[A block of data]

===============

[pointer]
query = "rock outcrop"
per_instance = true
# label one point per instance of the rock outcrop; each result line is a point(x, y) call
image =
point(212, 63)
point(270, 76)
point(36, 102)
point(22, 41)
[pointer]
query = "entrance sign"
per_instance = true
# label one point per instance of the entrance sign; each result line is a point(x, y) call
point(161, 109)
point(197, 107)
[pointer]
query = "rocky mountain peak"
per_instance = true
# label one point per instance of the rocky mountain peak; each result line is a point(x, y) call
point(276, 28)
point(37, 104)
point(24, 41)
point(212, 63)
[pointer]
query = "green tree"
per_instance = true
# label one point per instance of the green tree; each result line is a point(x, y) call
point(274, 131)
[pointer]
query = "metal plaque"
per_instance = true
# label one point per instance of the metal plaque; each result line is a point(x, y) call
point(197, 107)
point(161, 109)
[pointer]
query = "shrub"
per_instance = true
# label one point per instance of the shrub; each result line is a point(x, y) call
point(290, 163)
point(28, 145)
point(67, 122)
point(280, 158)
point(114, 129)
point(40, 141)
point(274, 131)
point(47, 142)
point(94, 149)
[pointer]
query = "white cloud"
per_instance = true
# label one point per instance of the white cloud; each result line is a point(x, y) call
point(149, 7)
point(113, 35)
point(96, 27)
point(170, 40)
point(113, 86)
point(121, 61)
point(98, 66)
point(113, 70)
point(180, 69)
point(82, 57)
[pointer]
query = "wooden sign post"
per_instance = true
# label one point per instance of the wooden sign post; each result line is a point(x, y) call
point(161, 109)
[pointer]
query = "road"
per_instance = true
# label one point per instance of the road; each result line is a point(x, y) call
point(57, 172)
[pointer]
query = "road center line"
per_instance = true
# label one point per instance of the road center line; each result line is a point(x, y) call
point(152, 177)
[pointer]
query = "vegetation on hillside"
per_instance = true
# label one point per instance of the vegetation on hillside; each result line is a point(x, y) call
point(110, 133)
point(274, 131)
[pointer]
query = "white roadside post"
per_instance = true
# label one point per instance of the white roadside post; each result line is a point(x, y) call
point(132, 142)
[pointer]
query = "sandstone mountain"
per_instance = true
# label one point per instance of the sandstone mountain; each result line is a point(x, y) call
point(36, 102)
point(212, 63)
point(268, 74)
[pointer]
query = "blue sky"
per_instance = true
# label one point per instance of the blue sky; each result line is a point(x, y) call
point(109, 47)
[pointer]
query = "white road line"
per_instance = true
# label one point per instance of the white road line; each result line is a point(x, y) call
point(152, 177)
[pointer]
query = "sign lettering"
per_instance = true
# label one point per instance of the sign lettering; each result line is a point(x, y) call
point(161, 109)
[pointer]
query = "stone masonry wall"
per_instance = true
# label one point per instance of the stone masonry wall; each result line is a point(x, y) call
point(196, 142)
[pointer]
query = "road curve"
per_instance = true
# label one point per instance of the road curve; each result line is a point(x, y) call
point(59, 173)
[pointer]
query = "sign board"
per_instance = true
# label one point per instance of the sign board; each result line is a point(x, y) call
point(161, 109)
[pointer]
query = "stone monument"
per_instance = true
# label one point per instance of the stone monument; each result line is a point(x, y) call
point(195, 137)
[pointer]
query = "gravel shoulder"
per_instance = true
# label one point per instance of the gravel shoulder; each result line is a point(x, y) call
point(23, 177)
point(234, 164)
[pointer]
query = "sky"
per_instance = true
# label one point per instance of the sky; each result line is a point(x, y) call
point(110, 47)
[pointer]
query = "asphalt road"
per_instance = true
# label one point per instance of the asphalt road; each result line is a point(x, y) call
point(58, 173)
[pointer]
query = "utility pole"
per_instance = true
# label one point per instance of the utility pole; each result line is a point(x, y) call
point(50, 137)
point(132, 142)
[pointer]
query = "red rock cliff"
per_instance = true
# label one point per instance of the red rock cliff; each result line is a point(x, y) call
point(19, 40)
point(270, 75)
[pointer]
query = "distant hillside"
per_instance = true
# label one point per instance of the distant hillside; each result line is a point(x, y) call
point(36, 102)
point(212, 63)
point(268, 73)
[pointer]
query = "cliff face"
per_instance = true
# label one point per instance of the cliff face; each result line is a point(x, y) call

===============

PROBLEM STATEMENT
Write out the rows again word for word, from the very first line down through the line containing "point(22, 41)", with both ends included.

RESULT OF THE EXERCISE
[pointer]
query = "rock outcrop"
per_instance = true
# label one point per instance of the rock outcrop; each result line is a point(x, y) call
image =
point(212, 63)
point(270, 76)
point(36, 102)
point(22, 41)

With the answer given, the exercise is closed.